#### [Document text]
◇ ◇ ◇ ◇ ◇ ◇ ◇
With the biblical foundations of major doctrines like the deity of Christ shifting under the Protestant’s feet, however, a degree of uncertainty tends to result. As the hermeneutics change and important texts no longer play the same role in supporting these doctrines, the doctrine themselves might come into doubt. Thus among certain circles of biblical scholarship today, even when the participants all claim faith in Christ, views such as unitarianism, adoptionism, annihilationism, and others which were formerly quite taboo have gained visible traction.
The great question for Protestants, then, is what to make of these developments. There can be no doubt that the shift of burden to the literal sense of Scripture has produced a slow-churning revolution toward hermeneutical modesty (or is it timidity) that shifts the textual foundations of several important doctrines, and the task as Protestants from here on out is to understand this shift, verify its utility, and reckon with the ultimate matter of whether and how it can preserve the orthodox faith of the Church. To address this, then, it will first be necessary to survey the problem of doctrine and its relation to Scripture.
The Problem of Doctrine
The practical problem of how to generate doctrinal definition from Scripture has been with the Church from the beginning. Indeed, even in Jesus’ own ministry, He had to engage with issues downstream from this topic.3 As is well-known, the Church Fathers beyond the time of the Apostles made extensive use of figural and allegorical readings in their attempt to make sense of the Old Testament in light of Christ. The status of such readings for establishing true doctrine, however, was not initially a high priority. For the greatest polemics, clear, literal statements were often the most useful.
◇ ◇ ◇ ◇ ◇ ◇ ◇
#### [Task statement]
Update the passage on Protestant doctrine and Scripture between "The great question" and "relation to Scripture.", inclusive, changing "Protestants" to "Evangelicals" wherever it appears. The listing that follows has nothing to do with this passage.
◇ ◇ ◇ ◇ ◇ ◇ ◇
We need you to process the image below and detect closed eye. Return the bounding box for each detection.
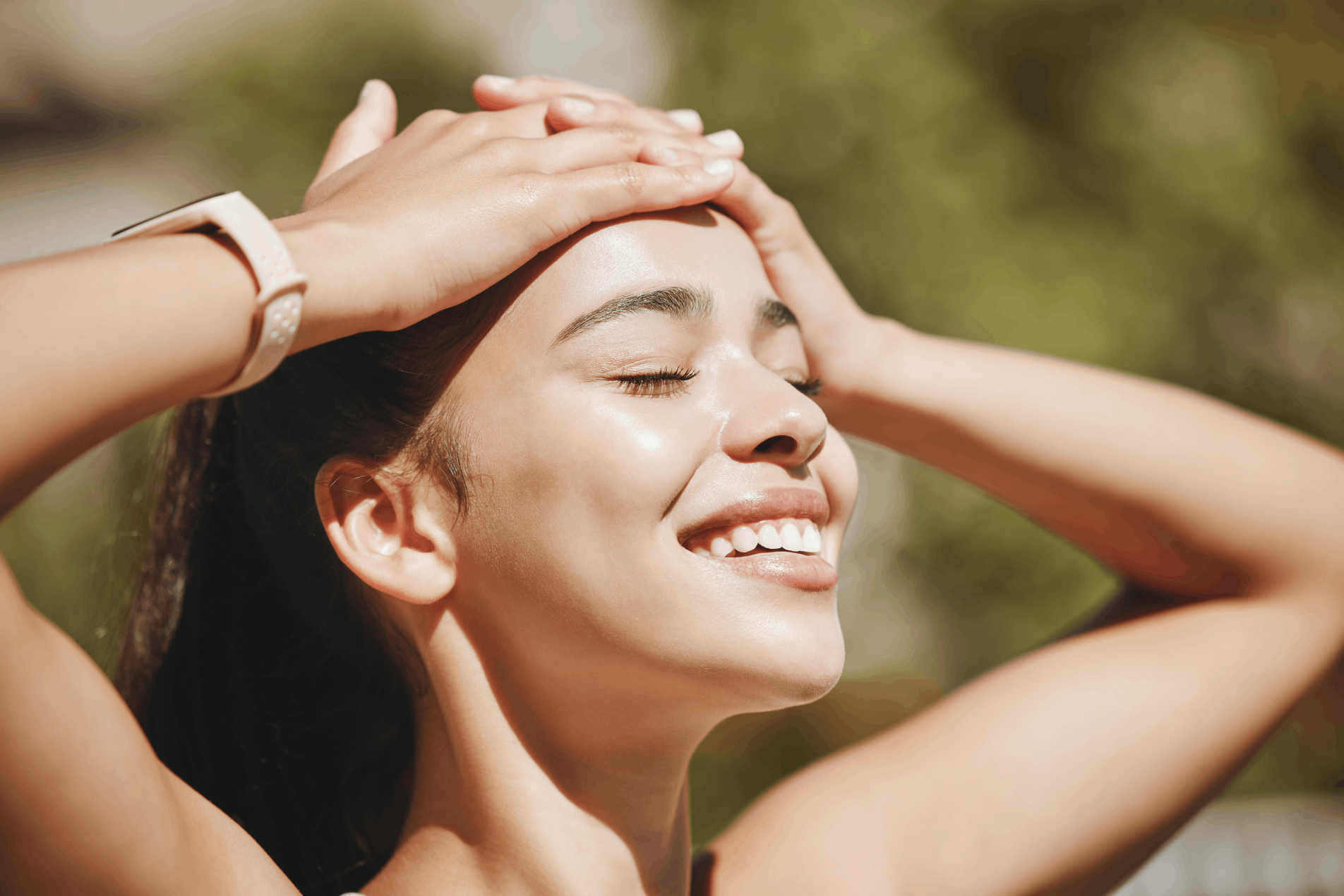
[785,379,821,398]
[613,367,700,398]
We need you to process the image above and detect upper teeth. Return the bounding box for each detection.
[692,521,821,557]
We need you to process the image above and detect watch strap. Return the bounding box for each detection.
[112,192,308,398]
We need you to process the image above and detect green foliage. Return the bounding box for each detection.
[161,0,480,217]
[0,0,1344,859]
[669,0,1344,838]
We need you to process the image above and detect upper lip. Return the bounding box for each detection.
[678,488,831,541]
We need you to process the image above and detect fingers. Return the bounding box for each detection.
[313,78,397,184]
[546,95,745,159]
[547,159,734,235]
[521,123,740,174]
[472,75,635,110]
[472,75,704,134]
[714,161,801,234]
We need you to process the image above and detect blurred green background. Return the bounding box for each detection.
[0,0,1344,859]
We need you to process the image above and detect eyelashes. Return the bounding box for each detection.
[614,367,821,398]
[616,367,700,398]
[785,379,821,398]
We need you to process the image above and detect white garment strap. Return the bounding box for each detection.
[112,192,308,398]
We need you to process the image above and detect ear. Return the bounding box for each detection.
[313,456,457,605]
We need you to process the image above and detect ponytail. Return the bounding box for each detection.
[117,296,508,895]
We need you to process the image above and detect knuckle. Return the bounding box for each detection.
[613,161,649,199]
[602,121,644,144]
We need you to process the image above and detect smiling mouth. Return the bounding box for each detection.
[681,519,821,559]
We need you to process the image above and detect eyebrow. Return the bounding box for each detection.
[551,286,798,348]
[551,286,714,348]
[757,298,798,329]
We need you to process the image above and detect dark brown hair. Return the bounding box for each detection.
[117,293,503,895]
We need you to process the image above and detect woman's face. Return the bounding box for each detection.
[449,208,856,713]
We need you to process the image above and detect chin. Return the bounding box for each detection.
[734,622,844,712]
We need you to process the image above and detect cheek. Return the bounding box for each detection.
[467,385,715,556]
[813,426,859,562]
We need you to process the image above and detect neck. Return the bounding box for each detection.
[364,602,716,896]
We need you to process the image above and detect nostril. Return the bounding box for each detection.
[755,435,798,454]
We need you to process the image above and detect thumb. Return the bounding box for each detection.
[313,78,397,184]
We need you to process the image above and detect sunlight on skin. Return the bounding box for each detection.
[337,208,858,896]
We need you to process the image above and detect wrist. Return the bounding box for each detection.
[272,212,392,353]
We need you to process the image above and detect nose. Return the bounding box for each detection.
[721,370,827,476]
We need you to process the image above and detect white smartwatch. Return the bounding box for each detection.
[112,192,308,398]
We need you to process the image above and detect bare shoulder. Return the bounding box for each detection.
[0,560,299,896]
[711,586,1344,896]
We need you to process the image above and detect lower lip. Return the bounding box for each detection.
[702,551,837,591]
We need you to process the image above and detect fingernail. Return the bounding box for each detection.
[668,109,704,131]
[704,128,742,149]
[560,97,596,116]
[703,159,733,177]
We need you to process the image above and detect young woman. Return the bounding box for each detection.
[0,79,1344,896]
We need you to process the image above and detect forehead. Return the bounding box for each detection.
[501,205,772,344]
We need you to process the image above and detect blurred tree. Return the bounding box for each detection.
[0,0,1344,859]
[669,0,1344,840]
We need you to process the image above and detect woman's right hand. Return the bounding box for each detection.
[275,80,742,351]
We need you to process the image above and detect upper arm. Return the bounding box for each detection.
[0,559,297,895]
[712,581,1344,896]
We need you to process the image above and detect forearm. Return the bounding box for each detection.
[0,234,257,514]
[827,321,1344,596]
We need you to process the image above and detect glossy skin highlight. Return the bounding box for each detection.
[450,210,856,712]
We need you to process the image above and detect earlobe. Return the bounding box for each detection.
[313,456,457,605]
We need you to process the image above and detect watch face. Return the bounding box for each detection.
[112,193,223,236]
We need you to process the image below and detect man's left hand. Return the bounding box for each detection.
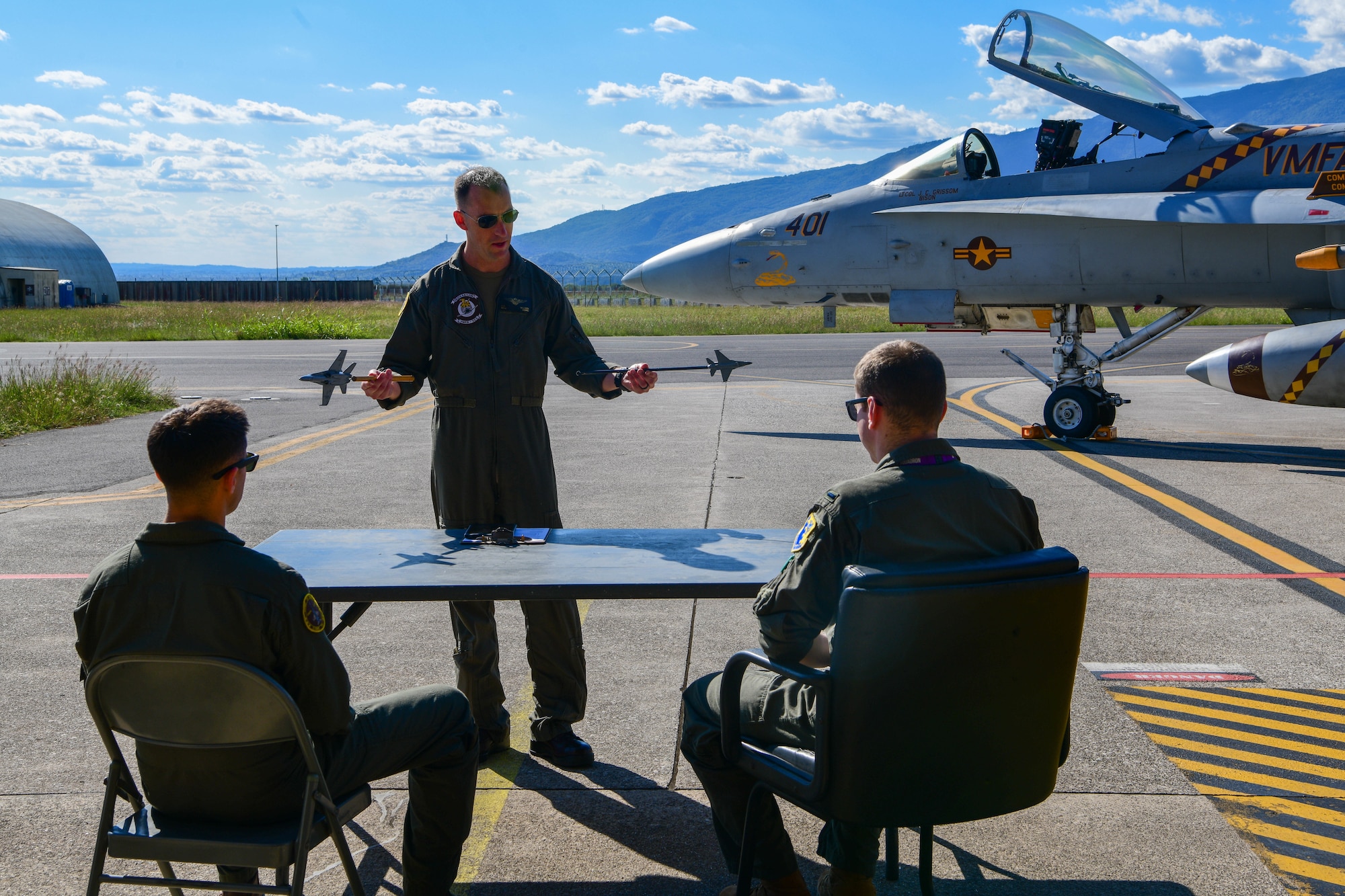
[612,363,659,395]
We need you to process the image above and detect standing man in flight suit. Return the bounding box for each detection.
[363,167,658,768]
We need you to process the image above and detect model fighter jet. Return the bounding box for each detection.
[623,9,1345,437]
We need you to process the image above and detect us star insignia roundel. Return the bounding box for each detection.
[303,592,327,635]
[790,514,818,555]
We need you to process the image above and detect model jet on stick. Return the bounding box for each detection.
[300,348,416,405]
[623,9,1345,437]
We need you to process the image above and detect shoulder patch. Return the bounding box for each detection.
[790,514,818,555]
[303,592,327,635]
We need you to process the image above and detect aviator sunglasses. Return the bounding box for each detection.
[211,452,261,479]
[459,208,518,230]
[845,395,882,422]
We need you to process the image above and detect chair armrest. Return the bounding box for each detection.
[720,650,831,767]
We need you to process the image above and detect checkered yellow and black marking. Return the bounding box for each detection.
[1280,329,1345,403]
[1167,124,1322,191]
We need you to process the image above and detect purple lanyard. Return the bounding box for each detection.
[897,455,958,467]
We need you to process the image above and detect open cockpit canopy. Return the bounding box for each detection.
[986,9,1210,140]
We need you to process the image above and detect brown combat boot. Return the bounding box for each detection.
[818,868,878,896]
[720,872,812,896]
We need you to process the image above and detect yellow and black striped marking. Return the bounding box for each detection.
[1280,329,1345,402]
[1167,124,1322,191]
[1110,686,1345,896]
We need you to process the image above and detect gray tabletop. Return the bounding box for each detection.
[257,529,795,602]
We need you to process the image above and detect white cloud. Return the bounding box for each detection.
[75,116,128,128]
[650,16,695,34]
[126,90,342,125]
[34,69,108,89]
[585,71,839,108]
[1083,0,1221,27]
[1107,28,1321,89]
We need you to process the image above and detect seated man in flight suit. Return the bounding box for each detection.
[74,398,476,896]
[682,340,1042,896]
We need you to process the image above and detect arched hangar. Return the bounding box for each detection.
[0,199,117,308]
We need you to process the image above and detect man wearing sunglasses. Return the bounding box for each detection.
[363,167,658,768]
[682,339,1042,896]
[74,398,476,896]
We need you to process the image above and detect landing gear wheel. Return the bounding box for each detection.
[1042,386,1098,438]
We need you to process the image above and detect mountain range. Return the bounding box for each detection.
[112,69,1345,280]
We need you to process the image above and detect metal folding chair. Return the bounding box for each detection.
[85,654,370,896]
[720,548,1088,896]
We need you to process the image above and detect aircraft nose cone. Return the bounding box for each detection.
[621,230,738,304]
[621,265,648,292]
[1186,345,1233,391]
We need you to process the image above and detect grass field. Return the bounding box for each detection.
[0,301,1289,341]
[0,355,178,438]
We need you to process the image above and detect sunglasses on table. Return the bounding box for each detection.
[459,208,518,230]
[211,452,261,479]
[845,395,882,422]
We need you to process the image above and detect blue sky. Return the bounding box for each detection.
[0,0,1345,266]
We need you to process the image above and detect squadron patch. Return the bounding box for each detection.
[303,592,327,635]
[790,514,818,555]
[453,292,482,324]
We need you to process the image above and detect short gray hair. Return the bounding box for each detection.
[453,165,508,208]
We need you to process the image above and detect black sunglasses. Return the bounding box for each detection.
[211,452,261,479]
[459,208,518,230]
[845,395,882,422]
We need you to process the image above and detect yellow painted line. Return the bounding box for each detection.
[1147,732,1345,780]
[948,380,1345,596]
[1193,782,1345,827]
[1237,688,1345,721]
[1167,756,1345,799]
[1126,709,1345,762]
[1112,693,1345,743]
[1264,852,1345,884]
[1224,814,1345,855]
[451,600,593,896]
[1142,685,1345,725]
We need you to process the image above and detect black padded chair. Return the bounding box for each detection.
[85,654,370,896]
[720,548,1088,896]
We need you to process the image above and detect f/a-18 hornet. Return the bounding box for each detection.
[623,9,1345,437]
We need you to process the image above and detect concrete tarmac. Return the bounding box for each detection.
[0,327,1345,896]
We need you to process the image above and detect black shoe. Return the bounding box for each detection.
[476,731,508,766]
[527,731,593,768]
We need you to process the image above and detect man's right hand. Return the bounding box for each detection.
[360,370,402,401]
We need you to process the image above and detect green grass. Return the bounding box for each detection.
[0,301,1289,341]
[0,355,178,438]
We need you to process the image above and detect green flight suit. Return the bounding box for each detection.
[682,438,1042,880]
[74,522,477,896]
[379,243,621,744]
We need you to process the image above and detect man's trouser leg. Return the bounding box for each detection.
[451,600,510,747]
[682,666,881,880]
[519,600,588,740]
[315,685,476,896]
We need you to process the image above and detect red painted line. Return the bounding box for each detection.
[1088,572,1345,579]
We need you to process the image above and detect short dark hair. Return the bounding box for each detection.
[145,398,247,489]
[854,339,948,429]
[453,165,508,208]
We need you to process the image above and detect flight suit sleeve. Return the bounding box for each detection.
[752,494,859,662]
[268,569,352,735]
[378,274,434,410]
[546,282,621,398]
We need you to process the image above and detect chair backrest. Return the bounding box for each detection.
[85,654,311,755]
[824,548,1088,827]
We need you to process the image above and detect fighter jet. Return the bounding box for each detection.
[623,9,1345,437]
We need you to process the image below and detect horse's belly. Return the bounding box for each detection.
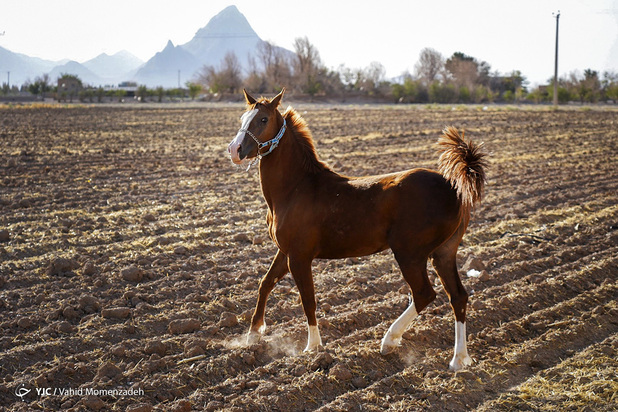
[317,227,388,259]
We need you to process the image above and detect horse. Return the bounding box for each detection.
[228,89,487,370]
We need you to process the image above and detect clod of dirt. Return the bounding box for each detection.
[233,233,251,243]
[142,213,157,222]
[120,266,144,282]
[46,258,79,276]
[478,270,489,282]
[174,246,188,255]
[78,295,101,313]
[82,261,97,276]
[96,362,122,379]
[17,316,34,329]
[329,363,352,381]
[219,312,238,328]
[252,235,265,245]
[111,343,127,357]
[255,381,277,396]
[184,338,208,357]
[56,320,77,333]
[144,340,167,356]
[168,318,201,335]
[62,306,79,320]
[170,399,192,412]
[309,352,333,371]
[461,256,487,273]
[101,306,131,319]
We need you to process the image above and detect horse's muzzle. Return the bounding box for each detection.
[227,139,242,164]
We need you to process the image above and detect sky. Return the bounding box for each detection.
[0,0,618,86]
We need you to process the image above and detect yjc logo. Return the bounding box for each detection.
[15,383,32,402]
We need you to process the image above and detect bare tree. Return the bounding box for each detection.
[257,42,292,91]
[197,52,242,93]
[444,52,479,90]
[294,37,322,95]
[414,47,444,85]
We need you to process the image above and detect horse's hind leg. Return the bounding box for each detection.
[380,252,436,355]
[247,250,288,344]
[431,238,472,370]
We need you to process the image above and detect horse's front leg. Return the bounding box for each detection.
[247,250,288,345]
[288,256,322,352]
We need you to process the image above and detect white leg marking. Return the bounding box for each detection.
[305,325,322,352]
[380,302,418,355]
[247,322,266,345]
[449,321,472,371]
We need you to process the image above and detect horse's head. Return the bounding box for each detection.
[227,89,286,164]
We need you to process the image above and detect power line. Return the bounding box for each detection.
[552,10,560,106]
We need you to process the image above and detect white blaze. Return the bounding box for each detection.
[227,109,258,164]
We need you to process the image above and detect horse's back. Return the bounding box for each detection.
[303,169,459,257]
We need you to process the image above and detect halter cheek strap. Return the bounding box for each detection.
[239,117,287,170]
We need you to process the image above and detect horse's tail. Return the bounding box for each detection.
[438,126,487,214]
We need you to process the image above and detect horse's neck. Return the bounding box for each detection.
[260,130,309,210]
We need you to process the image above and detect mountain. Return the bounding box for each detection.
[135,6,292,87]
[135,40,200,87]
[0,6,292,87]
[182,6,262,67]
[49,60,105,86]
[82,50,144,83]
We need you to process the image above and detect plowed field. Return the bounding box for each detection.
[0,104,618,411]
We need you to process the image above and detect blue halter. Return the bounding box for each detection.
[239,117,287,171]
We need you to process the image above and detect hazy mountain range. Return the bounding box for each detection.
[0,6,288,87]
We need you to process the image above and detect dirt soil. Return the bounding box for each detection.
[0,103,618,411]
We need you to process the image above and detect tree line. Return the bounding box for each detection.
[194,37,618,103]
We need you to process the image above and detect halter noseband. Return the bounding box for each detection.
[238,117,287,171]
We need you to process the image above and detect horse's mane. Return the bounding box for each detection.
[283,106,330,173]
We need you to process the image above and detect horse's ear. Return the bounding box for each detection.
[270,87,285,109]
[242,89,256,105]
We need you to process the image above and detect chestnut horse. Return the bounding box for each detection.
[228,90,486,370]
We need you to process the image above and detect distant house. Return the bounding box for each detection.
[56,75,83,102]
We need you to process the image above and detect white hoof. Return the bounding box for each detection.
[448,354,472,371]
[380,331,401,355]
[247,330,262,345]
[305,326,322,352]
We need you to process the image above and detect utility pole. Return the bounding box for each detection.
[552,10,560,106]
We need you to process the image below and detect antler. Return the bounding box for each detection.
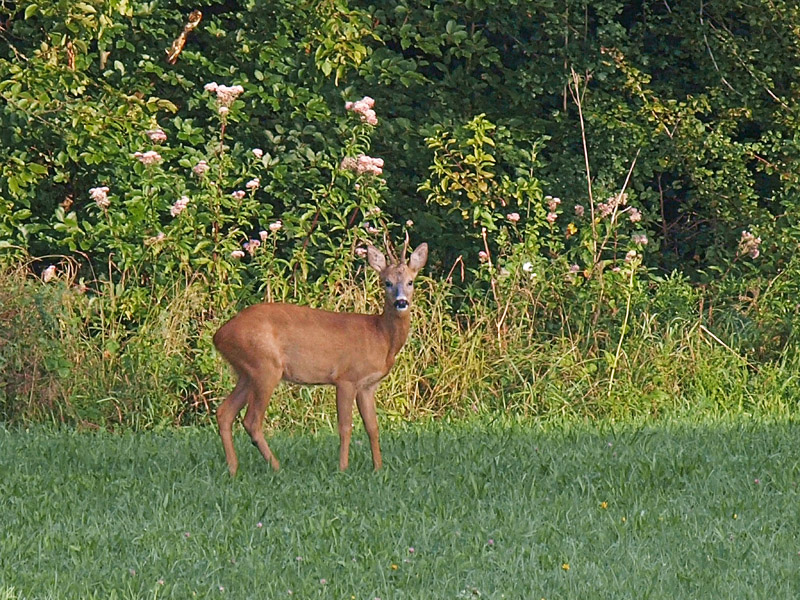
◇ ◇ ◇ ◇ ◇ ◇ ◇
#### [Exercise response]
The great question for Evangelicals, then, is what to make of these developments. There can be no doubt that the shift of burden to the literal sense of Scripture has produced a slow-churning revolution toward hermeneutical modesty (or is it timidity) that shifts the textual foundations of several important doctrines, and the task as Evangelicals from here on out is to understand this shift, verify its utility, and reckon with the ultimate matter of whether and how it can preserve the orthodox faith of the Church. To address this, then, it will first be necessary to survey the problem of doctrine and its relation to Scripture.